▸ **YOUR GOAL**
Go to the line that contains "In this picture, where can the ivy" and extract it along with every line after it, exactly, through the end of the data below.

▸ **DATASET**
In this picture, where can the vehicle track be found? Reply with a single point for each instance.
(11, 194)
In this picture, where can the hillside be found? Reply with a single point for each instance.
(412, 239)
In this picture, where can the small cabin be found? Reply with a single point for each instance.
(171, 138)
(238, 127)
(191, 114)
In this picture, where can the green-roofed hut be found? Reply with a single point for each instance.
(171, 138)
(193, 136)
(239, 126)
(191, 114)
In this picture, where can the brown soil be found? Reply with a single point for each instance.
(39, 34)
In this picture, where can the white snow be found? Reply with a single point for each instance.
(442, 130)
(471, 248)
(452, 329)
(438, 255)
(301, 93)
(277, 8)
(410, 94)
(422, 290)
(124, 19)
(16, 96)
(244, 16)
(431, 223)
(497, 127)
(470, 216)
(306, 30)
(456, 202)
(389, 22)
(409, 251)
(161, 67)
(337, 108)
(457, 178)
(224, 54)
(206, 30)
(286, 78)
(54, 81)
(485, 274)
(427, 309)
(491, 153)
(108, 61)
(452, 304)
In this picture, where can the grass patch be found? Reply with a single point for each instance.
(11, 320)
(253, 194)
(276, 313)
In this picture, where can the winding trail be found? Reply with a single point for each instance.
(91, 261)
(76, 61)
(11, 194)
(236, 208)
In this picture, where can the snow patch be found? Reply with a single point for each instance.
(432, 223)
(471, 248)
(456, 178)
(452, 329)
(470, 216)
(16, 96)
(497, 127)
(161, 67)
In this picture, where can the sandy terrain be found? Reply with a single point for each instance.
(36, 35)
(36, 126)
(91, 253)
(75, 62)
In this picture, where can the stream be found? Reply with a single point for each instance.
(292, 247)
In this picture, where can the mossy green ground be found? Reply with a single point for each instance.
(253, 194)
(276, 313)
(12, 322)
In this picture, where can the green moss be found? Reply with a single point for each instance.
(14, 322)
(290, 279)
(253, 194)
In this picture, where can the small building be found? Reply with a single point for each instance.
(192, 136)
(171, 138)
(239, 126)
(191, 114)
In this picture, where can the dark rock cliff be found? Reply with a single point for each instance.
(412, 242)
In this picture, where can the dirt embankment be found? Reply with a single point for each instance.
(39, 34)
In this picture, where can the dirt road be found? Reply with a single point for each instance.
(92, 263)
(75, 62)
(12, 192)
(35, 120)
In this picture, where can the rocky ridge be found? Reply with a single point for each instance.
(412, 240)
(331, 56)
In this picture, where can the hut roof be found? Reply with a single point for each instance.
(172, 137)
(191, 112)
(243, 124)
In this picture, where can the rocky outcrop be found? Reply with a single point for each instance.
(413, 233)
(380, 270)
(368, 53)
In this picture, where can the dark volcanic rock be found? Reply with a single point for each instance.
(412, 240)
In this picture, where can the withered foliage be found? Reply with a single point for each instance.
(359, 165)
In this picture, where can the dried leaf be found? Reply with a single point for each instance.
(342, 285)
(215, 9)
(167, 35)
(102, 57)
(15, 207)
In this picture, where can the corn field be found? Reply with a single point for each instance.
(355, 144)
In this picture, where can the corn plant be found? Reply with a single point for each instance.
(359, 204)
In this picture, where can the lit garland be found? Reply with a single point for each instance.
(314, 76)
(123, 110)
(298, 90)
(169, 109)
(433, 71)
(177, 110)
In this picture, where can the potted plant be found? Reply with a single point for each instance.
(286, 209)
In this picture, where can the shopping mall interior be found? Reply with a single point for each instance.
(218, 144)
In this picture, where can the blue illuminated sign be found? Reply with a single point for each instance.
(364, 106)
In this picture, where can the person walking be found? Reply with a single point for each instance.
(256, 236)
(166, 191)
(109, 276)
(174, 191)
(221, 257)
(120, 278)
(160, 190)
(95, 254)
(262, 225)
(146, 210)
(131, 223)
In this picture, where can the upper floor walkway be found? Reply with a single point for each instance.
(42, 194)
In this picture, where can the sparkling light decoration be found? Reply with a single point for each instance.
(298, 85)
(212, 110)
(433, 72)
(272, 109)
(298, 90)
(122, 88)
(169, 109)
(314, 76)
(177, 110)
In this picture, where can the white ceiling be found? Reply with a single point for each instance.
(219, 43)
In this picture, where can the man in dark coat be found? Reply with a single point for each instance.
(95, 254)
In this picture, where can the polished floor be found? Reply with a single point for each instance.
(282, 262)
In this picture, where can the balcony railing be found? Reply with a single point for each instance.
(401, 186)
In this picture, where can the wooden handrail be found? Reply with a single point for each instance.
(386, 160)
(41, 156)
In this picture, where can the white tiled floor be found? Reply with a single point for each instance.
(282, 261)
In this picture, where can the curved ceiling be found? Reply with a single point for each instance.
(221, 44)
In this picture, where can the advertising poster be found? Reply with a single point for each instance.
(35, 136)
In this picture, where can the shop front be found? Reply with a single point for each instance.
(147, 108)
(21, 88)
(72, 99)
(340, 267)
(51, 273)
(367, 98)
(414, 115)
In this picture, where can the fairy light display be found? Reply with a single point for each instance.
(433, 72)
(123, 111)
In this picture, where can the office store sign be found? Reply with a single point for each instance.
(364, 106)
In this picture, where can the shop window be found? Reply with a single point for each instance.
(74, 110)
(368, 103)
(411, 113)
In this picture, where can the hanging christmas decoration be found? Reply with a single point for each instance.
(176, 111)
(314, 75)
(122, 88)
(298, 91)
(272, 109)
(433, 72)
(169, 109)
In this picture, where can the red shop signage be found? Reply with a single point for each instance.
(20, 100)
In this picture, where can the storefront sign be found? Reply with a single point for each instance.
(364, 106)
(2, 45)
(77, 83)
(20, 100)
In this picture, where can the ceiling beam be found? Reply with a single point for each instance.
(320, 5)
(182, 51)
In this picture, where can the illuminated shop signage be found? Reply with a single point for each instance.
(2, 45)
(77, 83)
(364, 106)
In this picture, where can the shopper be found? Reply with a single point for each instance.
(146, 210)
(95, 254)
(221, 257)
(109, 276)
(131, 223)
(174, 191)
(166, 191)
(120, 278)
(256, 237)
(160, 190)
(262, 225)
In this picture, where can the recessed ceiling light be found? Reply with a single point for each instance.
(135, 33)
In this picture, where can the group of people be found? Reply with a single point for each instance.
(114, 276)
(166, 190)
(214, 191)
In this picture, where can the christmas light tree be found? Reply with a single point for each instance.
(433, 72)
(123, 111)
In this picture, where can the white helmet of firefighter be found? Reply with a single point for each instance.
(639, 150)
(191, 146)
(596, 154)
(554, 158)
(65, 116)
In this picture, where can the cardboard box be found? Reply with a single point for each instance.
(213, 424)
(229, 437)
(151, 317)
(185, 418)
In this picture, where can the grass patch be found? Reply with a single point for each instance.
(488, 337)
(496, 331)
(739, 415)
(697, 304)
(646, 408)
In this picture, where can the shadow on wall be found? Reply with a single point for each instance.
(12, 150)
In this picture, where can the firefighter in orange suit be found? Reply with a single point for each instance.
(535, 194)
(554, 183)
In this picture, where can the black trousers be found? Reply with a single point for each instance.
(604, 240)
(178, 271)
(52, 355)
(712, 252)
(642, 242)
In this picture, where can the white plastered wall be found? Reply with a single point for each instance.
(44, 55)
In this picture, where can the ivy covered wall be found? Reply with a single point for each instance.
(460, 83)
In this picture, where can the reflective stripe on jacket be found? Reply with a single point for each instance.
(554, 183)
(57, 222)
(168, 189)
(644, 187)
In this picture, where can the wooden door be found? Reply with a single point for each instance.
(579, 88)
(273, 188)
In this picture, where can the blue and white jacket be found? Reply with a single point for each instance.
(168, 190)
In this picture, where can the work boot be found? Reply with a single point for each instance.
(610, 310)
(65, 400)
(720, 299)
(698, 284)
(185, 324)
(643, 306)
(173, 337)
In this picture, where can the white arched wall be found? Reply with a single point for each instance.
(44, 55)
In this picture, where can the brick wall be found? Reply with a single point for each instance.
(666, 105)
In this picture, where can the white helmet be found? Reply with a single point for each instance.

▸ **FINISHED ANSWER**
In this picture, where can the ivy covered wall be found? Reply with a single point for each instance.
(460, 83)
In this picture, where can the reflective stripe on jacket be found? Reply with a single point for each instance.
(554, 183)
(57, 222)
(168, 189)
(644, 187)
In this picture, where can the wooden door be found? Reply with a single point for each instance.
(579, 88)
(273, 188)
In this picture, where can the blue and white jacket be found? Reply with a single point for each instance.
(168, 190)
In this picture, where can the work boot be found? Reply with a single point for each instance.
(610, 310)
(65, 400)
(720, 299)
(698, 284)
(185, 324)
(643, 306)
(173, 337)
In this picture, where can the white arched wall be found? Reply with a single point for each instance.
(44, 55)
In this picture, where can the brick wall be found? Reply with a single point for each instance.
(666, 105)
In this picture, where can the white helmet be found? Reply with a single point for each instance.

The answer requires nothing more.